= Work item =
Where the line containing "# Task: locate the stone window" appears, end your copy; everything from the first line of the records below up to and including it must be reproduced exactly.

** Opening Provided data block **

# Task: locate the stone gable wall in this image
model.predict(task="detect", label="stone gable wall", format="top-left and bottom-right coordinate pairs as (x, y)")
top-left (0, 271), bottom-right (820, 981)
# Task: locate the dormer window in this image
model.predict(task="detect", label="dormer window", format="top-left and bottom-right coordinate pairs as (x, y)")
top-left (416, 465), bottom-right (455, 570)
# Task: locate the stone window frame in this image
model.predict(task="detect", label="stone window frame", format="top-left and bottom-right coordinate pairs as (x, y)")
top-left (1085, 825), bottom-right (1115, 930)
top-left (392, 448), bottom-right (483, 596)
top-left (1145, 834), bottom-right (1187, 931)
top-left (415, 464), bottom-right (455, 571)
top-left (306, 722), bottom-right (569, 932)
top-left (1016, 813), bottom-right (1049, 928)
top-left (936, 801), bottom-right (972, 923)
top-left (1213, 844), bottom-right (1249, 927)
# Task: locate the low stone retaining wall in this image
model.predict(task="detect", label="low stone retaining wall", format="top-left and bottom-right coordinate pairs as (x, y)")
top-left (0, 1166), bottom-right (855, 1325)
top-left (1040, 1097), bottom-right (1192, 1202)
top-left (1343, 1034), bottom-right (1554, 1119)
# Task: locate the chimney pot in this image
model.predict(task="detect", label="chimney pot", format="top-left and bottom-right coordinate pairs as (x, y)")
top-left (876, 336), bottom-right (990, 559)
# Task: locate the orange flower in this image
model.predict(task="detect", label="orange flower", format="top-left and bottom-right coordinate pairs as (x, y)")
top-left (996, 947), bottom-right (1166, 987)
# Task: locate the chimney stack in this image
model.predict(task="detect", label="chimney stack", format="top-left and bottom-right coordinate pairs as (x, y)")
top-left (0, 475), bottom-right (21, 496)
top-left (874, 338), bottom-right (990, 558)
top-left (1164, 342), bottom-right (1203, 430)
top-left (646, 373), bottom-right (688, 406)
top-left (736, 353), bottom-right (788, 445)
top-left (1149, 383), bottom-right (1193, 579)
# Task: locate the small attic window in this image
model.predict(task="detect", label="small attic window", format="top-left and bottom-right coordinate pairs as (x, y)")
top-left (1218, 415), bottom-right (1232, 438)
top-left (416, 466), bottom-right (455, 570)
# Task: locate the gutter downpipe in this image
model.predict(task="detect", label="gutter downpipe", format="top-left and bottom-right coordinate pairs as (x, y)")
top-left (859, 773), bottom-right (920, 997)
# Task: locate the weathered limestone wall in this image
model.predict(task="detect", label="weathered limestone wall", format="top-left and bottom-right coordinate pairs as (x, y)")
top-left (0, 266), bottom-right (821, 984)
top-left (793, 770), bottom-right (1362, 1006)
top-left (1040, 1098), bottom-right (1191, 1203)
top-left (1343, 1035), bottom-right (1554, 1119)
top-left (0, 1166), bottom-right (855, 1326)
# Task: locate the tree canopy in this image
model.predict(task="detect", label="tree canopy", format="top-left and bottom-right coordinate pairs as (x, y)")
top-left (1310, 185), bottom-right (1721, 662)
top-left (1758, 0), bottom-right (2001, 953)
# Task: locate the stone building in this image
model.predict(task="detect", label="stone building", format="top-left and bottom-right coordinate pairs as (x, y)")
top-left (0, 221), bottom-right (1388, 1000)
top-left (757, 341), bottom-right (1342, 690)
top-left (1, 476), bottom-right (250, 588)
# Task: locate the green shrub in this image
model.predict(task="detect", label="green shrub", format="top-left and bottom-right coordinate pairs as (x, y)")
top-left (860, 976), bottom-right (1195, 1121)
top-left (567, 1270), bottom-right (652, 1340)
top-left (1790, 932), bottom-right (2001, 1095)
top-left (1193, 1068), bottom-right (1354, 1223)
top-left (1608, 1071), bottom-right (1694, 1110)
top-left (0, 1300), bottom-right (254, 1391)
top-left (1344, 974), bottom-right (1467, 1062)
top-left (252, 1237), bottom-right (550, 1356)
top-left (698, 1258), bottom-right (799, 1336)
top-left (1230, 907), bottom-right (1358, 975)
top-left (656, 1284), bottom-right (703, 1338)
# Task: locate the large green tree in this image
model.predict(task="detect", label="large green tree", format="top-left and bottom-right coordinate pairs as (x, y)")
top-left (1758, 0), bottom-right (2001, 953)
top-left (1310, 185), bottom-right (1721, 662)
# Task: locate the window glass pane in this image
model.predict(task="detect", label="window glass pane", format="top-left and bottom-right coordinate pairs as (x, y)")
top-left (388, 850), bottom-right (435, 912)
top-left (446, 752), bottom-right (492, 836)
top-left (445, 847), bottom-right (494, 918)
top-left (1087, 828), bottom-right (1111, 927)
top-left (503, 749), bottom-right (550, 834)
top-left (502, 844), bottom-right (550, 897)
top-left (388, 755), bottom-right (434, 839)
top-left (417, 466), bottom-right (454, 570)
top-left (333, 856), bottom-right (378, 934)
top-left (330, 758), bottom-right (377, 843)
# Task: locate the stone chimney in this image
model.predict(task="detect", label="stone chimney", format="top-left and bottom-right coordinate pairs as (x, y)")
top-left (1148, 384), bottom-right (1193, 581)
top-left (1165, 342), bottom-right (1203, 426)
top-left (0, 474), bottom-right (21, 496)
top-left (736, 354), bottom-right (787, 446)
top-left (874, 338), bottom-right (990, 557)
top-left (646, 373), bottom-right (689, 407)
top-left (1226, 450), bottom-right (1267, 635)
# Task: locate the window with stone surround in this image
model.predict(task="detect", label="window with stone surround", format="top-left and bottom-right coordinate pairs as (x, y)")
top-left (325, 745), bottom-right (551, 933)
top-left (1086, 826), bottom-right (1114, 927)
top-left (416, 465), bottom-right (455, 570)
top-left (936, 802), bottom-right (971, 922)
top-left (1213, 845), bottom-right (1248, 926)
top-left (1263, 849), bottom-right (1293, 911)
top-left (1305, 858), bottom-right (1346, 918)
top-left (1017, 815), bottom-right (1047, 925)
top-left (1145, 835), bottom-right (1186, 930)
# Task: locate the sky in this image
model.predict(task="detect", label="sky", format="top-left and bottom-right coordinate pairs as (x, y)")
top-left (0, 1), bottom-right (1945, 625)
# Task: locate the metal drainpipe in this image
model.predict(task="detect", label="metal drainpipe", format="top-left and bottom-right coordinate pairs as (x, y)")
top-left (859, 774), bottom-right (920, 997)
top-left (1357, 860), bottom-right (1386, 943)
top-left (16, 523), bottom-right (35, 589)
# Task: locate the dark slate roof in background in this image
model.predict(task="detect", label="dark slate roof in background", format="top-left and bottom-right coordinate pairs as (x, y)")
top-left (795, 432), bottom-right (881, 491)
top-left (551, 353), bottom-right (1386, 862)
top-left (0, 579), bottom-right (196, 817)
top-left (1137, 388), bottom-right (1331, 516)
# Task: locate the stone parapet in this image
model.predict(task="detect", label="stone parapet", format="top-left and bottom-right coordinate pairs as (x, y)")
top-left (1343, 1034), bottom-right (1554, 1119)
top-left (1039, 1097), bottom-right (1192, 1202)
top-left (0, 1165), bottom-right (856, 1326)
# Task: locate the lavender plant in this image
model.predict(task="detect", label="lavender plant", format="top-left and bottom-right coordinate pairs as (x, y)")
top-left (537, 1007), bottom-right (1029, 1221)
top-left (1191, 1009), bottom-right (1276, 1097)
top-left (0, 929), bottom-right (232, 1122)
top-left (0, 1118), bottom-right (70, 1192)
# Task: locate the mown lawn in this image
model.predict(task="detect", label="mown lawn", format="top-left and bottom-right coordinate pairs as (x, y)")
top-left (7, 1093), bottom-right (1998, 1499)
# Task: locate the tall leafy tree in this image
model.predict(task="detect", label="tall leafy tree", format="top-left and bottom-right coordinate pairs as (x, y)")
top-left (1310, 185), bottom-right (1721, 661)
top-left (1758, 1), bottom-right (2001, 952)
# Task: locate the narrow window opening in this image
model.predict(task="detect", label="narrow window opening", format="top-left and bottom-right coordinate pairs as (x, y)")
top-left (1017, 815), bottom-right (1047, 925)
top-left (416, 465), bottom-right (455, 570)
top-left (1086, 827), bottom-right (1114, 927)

** Closing Provided data block **

= Your response =
# Task: locate the stone gable wall in this image
model.predict(task="detect", label="stone gable wall", format="top-left and bottom-right coordinate pairs as (x, y)")
top-left (0, 271), bottom-right (820, 981)
# Task: locate the dormer window in this image
model.predict(task="detect", label="dormer window", format="top-left and bottom-right coordinate pairs as (x, y)")
top-left (416, 465), bottom-right (455, 570)
# Task: locate the stone window frame in this image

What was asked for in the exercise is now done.